*** INPUT MATERIAL Section Begins ***
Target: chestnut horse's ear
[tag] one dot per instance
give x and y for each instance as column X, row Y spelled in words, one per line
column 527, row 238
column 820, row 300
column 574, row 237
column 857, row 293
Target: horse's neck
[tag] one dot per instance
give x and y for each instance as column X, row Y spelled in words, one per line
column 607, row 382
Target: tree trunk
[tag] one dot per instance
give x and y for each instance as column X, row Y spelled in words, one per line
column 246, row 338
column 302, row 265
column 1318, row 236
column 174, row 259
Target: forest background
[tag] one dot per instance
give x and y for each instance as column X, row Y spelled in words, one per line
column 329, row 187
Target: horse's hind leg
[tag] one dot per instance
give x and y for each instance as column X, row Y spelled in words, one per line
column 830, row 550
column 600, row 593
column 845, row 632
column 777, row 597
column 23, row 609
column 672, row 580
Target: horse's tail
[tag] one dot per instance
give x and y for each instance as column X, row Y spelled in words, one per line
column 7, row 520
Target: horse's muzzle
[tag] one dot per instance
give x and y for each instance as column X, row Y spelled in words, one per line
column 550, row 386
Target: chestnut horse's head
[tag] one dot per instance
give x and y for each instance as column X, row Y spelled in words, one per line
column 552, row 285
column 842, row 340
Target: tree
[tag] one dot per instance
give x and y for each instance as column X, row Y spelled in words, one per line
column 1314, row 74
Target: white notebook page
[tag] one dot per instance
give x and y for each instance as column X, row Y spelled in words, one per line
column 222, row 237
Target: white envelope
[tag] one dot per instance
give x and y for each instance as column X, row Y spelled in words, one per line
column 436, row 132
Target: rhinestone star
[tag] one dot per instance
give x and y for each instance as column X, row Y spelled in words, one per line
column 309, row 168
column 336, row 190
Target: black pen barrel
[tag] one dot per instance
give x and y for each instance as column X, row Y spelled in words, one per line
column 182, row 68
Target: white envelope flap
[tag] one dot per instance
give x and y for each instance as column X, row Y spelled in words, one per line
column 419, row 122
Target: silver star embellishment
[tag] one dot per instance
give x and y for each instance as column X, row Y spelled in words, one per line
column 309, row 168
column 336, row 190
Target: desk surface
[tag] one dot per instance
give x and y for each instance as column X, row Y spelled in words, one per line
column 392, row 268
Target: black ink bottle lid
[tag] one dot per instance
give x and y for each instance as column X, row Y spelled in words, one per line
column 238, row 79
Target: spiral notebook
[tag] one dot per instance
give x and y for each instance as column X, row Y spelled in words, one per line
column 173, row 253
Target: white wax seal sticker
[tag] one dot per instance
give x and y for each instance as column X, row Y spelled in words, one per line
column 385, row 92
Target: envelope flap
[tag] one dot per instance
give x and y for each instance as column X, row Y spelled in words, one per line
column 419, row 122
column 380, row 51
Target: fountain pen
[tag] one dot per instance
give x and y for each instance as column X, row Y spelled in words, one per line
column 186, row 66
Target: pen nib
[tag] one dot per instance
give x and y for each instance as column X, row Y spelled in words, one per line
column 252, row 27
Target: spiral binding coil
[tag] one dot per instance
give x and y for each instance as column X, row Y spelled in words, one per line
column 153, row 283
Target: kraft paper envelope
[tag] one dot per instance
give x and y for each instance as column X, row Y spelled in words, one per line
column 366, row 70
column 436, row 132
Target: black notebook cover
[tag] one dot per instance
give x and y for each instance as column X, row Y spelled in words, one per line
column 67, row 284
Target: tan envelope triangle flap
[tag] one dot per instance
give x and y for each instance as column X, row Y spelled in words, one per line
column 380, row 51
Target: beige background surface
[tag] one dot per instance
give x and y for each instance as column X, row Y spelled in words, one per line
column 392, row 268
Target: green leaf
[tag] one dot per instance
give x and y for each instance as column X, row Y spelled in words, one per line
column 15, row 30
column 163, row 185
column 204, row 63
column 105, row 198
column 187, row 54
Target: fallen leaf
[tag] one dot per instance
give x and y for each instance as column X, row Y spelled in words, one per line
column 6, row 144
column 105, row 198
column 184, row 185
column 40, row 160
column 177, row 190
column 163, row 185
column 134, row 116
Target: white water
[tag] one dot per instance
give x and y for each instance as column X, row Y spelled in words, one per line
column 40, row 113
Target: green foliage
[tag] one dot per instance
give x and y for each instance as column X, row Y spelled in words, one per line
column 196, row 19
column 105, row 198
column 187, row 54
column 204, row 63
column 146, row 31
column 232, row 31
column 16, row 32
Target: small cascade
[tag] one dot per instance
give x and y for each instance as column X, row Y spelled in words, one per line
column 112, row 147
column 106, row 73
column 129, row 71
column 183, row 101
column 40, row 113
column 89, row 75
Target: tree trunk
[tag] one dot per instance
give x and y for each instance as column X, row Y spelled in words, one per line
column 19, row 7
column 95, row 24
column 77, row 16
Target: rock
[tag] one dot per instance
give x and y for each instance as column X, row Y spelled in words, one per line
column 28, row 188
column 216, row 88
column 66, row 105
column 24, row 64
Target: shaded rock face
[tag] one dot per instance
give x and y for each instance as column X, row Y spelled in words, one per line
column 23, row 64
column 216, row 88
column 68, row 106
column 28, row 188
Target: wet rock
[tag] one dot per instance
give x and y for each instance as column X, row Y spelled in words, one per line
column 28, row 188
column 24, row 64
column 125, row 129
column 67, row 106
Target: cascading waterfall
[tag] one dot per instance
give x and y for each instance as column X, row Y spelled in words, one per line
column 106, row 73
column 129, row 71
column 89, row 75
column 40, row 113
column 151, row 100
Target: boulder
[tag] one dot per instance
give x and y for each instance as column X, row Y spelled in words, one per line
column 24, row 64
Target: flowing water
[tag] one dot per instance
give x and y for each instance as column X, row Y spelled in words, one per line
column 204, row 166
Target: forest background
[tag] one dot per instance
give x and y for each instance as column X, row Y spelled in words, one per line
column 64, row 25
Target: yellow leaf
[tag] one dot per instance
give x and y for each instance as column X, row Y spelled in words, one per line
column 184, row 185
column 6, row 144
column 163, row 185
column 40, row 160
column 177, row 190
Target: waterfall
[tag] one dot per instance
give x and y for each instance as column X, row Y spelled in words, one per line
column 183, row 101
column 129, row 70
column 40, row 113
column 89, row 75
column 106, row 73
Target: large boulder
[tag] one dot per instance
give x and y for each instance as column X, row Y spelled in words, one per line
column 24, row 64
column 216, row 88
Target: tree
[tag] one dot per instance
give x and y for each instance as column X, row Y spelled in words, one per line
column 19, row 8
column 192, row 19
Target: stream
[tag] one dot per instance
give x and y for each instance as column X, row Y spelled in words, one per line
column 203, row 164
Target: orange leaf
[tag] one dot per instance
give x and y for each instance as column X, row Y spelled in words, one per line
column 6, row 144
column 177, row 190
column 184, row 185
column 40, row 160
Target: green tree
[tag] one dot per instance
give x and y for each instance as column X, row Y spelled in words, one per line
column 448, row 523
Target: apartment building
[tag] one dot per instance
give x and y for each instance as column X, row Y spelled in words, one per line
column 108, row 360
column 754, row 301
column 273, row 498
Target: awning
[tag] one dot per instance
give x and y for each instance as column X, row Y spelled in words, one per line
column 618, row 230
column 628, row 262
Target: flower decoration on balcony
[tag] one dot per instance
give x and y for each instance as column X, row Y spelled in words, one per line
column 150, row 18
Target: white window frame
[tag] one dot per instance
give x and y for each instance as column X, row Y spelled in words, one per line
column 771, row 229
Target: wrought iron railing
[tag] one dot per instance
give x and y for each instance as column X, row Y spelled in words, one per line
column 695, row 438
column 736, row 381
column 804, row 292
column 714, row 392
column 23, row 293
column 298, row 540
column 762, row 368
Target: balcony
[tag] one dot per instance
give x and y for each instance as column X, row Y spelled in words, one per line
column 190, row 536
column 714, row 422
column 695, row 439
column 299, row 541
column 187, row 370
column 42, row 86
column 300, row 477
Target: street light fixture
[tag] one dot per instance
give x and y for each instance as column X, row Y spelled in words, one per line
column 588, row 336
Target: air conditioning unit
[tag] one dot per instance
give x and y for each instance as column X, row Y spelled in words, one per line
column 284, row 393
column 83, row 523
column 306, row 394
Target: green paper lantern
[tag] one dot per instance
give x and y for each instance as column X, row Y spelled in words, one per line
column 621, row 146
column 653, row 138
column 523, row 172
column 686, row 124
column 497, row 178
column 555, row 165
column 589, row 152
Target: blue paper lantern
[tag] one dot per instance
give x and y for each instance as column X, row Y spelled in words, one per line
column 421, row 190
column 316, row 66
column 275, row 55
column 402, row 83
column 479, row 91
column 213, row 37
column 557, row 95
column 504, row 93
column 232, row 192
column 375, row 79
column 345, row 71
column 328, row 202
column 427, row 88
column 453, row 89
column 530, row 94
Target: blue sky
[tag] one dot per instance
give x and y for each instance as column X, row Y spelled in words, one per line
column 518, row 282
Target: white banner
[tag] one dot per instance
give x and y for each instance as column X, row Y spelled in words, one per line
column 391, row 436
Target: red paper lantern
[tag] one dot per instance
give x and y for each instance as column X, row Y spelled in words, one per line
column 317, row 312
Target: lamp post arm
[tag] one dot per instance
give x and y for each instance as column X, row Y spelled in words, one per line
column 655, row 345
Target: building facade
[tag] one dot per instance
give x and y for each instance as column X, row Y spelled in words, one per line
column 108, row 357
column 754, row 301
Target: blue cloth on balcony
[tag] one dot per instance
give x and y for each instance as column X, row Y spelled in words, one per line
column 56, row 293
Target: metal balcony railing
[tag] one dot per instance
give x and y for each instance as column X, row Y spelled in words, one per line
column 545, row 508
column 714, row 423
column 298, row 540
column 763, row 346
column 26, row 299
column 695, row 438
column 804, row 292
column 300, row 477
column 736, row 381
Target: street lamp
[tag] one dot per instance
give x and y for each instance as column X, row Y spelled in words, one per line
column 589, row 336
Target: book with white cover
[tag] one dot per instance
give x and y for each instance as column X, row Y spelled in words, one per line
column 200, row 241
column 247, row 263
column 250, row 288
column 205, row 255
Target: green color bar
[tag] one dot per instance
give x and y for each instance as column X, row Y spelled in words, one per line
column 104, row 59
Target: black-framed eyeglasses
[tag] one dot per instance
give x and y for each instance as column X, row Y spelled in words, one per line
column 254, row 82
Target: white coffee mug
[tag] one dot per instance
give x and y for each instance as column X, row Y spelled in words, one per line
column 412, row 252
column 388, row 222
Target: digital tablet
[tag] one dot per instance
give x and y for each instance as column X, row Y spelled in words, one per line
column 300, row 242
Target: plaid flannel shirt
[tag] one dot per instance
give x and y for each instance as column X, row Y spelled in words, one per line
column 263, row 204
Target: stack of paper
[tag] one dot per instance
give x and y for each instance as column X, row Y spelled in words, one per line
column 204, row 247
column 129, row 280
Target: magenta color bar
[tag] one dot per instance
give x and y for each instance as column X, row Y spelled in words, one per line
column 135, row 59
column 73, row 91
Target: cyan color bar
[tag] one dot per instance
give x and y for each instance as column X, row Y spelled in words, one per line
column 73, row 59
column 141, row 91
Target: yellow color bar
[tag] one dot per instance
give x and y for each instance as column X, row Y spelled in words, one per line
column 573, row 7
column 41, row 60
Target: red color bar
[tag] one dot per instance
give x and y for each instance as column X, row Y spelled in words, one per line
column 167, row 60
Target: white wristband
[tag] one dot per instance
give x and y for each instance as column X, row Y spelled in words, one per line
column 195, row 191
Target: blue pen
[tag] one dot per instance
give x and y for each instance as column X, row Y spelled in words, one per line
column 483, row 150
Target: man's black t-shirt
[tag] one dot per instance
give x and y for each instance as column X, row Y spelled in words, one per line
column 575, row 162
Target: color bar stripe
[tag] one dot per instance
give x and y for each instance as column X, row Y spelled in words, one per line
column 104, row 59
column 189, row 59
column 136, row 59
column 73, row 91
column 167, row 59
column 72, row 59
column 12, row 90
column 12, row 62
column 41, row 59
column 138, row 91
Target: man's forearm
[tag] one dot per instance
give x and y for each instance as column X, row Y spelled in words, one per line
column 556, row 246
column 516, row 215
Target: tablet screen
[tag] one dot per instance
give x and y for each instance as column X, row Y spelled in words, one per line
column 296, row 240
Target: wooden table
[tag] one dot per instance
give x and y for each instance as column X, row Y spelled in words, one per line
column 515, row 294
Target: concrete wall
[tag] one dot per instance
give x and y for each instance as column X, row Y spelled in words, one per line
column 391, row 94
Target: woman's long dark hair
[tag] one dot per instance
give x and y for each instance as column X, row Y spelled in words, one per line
*** INPUT MATERIAL Section Ends ***
• _EXERCISE_: Could you copy every line from the records that mentions the word "color"?

• _YOUR RESPONSE_:
Target: green color bar
Target: magenta color bar
Target: cyan color bar
Target: yellow color bar
Target: red color bar
Target: color bar stripe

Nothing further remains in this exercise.